#### WHAT TO WORK ON:
Give the number of lines in the data below where the string "hillside" occurs, and nothing else.

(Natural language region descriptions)
»»

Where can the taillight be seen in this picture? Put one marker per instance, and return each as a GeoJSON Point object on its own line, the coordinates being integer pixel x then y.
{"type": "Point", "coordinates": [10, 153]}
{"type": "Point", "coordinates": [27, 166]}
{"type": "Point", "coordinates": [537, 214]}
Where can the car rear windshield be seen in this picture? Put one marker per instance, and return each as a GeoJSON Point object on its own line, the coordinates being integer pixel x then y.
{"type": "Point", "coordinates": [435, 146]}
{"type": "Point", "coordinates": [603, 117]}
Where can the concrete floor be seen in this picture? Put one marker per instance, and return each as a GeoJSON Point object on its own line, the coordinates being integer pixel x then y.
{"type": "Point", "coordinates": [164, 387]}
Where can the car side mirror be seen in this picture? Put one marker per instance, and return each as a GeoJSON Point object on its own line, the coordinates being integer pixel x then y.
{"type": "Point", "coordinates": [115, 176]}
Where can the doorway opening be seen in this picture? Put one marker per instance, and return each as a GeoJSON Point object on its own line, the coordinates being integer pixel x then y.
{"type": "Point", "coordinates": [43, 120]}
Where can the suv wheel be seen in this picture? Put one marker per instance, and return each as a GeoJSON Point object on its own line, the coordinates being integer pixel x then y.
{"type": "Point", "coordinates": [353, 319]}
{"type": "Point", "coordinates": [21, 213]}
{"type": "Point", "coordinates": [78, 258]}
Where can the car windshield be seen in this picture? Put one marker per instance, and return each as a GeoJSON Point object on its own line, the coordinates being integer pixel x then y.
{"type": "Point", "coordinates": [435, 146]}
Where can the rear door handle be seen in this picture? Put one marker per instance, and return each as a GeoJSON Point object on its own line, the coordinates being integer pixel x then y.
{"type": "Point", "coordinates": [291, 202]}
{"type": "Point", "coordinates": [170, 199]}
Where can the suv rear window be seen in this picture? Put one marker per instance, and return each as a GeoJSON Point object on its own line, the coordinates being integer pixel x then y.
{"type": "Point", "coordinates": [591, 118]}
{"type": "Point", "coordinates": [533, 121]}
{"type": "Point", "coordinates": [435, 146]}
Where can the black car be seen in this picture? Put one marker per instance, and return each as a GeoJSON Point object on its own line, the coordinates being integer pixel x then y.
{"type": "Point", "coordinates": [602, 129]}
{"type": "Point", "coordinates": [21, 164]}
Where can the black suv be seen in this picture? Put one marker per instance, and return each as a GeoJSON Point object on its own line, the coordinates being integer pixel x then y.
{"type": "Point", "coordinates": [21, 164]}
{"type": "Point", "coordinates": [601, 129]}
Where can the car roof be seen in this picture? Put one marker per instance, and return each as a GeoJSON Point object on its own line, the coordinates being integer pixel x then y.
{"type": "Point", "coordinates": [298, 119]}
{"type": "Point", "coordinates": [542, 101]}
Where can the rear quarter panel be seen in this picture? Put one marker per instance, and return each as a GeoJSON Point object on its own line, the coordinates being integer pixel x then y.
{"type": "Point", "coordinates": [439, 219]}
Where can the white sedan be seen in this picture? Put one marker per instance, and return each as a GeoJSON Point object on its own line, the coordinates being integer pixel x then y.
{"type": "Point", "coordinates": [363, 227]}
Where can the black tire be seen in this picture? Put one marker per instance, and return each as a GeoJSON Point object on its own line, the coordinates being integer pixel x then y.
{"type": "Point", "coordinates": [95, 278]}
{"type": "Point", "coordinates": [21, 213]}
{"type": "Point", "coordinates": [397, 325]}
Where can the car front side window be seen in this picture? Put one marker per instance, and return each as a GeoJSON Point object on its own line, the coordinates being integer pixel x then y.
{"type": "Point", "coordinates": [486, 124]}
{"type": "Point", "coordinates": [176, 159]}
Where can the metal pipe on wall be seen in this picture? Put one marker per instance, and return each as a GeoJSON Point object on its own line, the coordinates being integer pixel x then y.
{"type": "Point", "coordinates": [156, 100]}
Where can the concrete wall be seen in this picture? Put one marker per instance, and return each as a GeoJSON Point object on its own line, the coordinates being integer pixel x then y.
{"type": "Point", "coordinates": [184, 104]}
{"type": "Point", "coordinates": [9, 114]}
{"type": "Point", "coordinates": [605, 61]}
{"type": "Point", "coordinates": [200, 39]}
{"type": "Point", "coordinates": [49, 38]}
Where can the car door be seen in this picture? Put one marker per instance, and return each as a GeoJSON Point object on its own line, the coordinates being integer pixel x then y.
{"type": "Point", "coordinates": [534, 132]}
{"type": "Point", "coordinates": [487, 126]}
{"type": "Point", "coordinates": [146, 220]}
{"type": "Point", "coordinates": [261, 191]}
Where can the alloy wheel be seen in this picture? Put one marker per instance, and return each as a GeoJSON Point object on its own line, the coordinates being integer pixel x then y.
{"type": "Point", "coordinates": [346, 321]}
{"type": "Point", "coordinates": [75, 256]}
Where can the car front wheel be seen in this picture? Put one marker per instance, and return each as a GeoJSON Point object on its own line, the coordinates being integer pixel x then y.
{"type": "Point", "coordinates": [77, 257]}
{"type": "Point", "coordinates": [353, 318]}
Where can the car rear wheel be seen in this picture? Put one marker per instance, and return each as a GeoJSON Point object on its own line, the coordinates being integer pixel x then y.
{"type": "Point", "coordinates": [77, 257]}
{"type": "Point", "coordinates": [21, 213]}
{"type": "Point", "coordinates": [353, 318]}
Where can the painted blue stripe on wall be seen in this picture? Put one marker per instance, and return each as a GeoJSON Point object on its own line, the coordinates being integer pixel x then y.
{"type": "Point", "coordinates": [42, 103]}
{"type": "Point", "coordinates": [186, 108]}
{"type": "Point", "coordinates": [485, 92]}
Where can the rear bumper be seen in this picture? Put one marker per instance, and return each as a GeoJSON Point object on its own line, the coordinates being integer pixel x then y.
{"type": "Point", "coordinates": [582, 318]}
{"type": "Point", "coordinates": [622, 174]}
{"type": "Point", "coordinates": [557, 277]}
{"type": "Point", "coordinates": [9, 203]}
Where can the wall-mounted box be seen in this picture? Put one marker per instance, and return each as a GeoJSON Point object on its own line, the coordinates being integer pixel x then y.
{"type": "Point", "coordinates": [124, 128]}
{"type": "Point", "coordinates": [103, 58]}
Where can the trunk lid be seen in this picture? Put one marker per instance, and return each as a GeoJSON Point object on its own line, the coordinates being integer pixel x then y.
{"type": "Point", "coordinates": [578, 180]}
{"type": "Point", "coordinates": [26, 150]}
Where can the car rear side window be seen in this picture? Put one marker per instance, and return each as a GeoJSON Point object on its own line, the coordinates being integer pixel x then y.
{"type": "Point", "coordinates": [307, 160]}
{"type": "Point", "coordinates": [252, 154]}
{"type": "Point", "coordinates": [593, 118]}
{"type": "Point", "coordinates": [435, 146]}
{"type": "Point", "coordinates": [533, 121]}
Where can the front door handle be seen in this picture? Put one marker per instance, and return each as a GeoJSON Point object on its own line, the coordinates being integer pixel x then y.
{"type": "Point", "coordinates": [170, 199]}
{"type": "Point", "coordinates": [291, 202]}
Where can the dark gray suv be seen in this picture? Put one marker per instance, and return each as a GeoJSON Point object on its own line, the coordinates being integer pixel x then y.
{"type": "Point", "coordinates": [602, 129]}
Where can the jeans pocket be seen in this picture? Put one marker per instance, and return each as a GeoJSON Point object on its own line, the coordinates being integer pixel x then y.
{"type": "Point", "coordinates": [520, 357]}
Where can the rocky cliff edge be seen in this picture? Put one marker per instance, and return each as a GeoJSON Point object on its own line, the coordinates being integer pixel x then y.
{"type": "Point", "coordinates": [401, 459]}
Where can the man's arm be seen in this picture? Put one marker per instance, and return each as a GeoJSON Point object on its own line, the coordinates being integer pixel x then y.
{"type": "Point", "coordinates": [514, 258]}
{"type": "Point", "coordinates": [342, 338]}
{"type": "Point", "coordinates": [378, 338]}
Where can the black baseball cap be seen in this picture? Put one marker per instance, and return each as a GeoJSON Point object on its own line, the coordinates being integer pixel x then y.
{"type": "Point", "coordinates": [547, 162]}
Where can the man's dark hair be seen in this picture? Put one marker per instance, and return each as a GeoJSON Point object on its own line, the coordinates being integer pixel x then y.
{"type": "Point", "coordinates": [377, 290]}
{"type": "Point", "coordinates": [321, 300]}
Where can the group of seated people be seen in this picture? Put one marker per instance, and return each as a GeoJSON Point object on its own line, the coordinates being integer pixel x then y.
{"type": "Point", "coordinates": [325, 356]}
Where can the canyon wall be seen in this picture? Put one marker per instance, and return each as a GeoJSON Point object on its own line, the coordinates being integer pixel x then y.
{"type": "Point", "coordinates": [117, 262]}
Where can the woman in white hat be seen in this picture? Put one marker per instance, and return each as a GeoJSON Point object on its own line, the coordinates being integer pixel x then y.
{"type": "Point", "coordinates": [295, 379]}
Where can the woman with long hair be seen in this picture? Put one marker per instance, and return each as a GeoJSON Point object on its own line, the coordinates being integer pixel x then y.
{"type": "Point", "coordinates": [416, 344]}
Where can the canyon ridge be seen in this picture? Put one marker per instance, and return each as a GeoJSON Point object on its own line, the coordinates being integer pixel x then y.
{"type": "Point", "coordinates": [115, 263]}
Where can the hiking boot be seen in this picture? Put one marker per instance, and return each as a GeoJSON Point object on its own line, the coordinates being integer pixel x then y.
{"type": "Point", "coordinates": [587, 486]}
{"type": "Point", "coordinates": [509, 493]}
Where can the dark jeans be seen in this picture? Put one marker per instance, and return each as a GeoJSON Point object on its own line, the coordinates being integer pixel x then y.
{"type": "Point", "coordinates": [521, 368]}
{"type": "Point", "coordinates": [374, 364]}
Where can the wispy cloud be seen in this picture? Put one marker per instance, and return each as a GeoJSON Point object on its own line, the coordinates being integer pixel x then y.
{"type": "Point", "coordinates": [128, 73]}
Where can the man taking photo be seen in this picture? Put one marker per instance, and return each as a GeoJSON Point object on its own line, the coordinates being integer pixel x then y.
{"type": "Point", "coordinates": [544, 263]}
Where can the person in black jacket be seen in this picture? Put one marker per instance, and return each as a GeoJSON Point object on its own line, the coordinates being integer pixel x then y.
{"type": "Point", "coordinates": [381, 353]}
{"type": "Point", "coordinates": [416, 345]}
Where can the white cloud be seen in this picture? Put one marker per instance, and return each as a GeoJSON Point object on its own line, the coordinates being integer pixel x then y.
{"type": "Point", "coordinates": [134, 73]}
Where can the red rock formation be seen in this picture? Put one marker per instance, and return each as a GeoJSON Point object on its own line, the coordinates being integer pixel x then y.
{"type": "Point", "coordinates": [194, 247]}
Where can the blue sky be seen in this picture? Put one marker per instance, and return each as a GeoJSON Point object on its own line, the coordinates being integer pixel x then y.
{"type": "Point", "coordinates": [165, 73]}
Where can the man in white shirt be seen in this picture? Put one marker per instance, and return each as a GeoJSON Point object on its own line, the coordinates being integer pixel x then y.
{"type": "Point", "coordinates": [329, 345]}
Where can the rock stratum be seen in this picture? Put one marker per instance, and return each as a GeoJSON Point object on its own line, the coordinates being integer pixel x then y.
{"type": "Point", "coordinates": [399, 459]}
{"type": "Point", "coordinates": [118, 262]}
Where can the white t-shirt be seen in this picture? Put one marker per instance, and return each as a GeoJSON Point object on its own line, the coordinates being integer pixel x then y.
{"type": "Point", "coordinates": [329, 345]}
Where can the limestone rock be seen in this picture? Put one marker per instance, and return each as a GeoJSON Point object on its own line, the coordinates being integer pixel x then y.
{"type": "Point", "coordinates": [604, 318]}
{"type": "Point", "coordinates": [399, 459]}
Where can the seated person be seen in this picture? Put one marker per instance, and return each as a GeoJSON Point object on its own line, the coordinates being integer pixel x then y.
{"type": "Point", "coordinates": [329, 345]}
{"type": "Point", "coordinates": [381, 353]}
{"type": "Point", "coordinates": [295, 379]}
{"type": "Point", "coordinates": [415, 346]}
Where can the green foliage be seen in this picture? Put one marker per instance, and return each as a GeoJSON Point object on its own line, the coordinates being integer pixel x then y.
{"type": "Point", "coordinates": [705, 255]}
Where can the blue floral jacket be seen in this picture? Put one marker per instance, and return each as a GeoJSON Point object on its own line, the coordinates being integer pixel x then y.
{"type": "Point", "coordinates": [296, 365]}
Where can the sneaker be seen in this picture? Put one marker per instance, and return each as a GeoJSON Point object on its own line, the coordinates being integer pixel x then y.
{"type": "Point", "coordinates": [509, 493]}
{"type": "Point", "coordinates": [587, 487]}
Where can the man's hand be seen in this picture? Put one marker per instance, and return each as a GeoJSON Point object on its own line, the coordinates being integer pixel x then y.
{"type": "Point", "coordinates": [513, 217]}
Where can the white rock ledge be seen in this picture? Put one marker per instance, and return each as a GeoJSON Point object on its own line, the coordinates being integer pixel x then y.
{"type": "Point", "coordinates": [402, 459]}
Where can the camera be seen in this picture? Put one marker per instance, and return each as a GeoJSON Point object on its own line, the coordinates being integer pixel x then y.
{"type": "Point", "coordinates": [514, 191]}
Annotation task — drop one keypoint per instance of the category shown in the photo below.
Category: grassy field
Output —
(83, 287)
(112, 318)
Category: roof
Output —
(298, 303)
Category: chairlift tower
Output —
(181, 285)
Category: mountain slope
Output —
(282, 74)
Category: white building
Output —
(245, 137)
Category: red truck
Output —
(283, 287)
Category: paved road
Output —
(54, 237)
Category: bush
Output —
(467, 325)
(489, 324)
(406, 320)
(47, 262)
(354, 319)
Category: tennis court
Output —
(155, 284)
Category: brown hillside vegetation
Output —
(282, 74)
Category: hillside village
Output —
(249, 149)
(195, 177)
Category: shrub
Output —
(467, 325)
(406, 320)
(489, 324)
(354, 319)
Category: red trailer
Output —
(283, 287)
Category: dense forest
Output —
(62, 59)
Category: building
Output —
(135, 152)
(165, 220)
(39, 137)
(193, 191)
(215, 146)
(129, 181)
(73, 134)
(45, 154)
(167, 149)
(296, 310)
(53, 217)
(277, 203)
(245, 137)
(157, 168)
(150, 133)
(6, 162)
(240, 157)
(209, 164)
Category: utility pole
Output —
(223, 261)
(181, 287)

««

#### EXPECTED ANSWER:
2